» 課題の説明: 本文の「越冬させるには適度な大きさで」から「ると、ぐっと育てやすくなる。」までの部分を、一字も変えずに書き写しなさい。

» 本文:
マメ科とはいえ適度に肥えた畑を好むが、養分が多すぎるとアブラムシや病気の被害を受けやすくなる。酸性土壌を嫌うので、酸性が強い場合は種まきのときに燻炭をまいて土と混ぜておくとよい。夏野菜がうまく育ったところでは、養分を補わなくてもうまくいく。ハコベが生える畑でよく育つので、生えていなければぜひ、ハコベを畝に移植しよう。
越冬させるには適度な大きさで冬を迎える必要があり、地域に合わせた適期にまくのがコツ。越冬が難しい寒地、寒冷地では春先に温床で育苗し、苗を植えつける。
春からは草マルチを。ソラマメは根張りをよくするため地際からわき芽を書かずに育てる。収穫は遅れるとマメが硬くなるため適期を外さずに。また、ソラマメは特に収穫後の老化が早いので、早めに食べる。翌年は自家採種した種子で育てると、ぐっと育てやすくなる。
栽培のポイント
・マメ科ソラマメ属
・秋に種をまいて冬越しし、翌春に収穫する。
・開花期にアブラムシがつきやすいので、こまめにチェックしてとり除く。
肥料について
無肥料でも育つ。有機栽培の場合、元肥と追肥をするが、アブラムシがついている場合は追肥を控える。
混植
ソラマメとキャベツ
ソラマメは秋まきならキャベツとの混植を。タマネギの畝の中央に1列、ソラマメをまくのもよい。
またエンドウ、ソラマメとも収穫を終えたナスやオクラの株元に種まきすると風よけになるうえ春先に地温が上がりやすい。エンドウでは春先の仮支柱、ソラマメでは倒伏防止のひもを張る支柱にもなる。

» 提示データ:
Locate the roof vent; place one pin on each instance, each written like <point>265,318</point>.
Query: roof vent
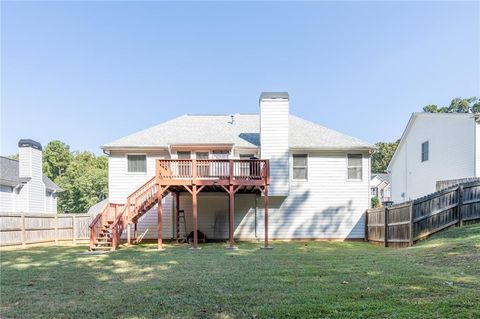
<point>30,143</point>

» 解答:
越冬させるには適度な大きさで冬を迎える必要があり、地域に合わせた適期にまくのがコツ。越冬が難しい寒地、寒冷地では春先に温床で育苗し、苗を植えつける。
春からは草マルチを。ソラマメは根張りをよくするため地際からわき芽を書かずに育てる。収穫は遅れるとマメが硬くなるため適期を外さずに。また、ソラマメは特に収穫後の老化が早いので、早めに食べる。翌年は自家採種した種子で育てると、ぐっと育てやすくなる。